To do »
Write out the listing word for word, starting at its first line and ending with the line that contains "x=278 y=403", both included.

-- Begin Input records --

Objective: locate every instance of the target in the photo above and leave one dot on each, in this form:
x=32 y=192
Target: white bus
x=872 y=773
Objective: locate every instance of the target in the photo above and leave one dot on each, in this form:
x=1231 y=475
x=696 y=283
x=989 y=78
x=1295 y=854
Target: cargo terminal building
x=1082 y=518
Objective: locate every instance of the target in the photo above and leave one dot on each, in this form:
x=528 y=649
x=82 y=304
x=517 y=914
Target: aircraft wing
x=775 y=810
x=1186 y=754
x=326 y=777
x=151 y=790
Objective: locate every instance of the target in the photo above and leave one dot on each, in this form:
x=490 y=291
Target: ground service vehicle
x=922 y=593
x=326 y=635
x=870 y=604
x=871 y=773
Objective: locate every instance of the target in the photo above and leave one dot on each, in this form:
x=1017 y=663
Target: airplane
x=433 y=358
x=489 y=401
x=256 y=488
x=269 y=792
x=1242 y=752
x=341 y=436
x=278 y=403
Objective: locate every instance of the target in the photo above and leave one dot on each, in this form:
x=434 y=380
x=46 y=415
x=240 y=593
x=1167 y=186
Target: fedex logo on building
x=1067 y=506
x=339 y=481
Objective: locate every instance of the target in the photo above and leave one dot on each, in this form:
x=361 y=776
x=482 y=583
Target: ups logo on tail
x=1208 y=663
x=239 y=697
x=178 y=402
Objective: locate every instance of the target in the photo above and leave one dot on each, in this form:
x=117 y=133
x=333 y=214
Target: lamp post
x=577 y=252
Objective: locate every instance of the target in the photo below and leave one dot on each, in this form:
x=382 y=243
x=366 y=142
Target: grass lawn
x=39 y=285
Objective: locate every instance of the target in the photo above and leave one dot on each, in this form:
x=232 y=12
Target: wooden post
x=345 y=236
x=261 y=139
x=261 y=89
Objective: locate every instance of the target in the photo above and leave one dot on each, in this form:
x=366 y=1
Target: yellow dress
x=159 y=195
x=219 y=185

-- End Input records --

Solution to the exercise »
Objective: locate every instance of the target in the photo above and leave one dot on each, in this form:
x=32 y=192
Target: white bus
x=872 y=773
Objective: locate every instance of the target in the photo above and leave one dot on each, in this form:
x=1231 y=475
x=696 y=283
x=989 y=78
x=1295 y=854
Target: cargo terminal building
x=1082 y=518
Objective: locate every instance of the target in the photo above and leave one dot on each, in this form:
x=528 y=649
x=82 y=304
x=517 y=914
Target: aircraft wing
x=775 y=810
x=1186 y=754
x=326 y=777
x=151 y=790
Objective: locate every instance of the target in the photo above and leave one dot on each, in this form:
x=490 y=291
Target: ground service vehicle
x=922 y=593
x=326 y=635
x=870 y=604
x=871 y=773
Objective: locate every instance of the target in the photo above and leave one dot on each, in this form:
x=1017 y=663
Target: airplane
x=433 y=358
x=489 y=401
x=256 y=488
x=269 y=792
x=1242 y=752
x=341 y=436
x=278 y=403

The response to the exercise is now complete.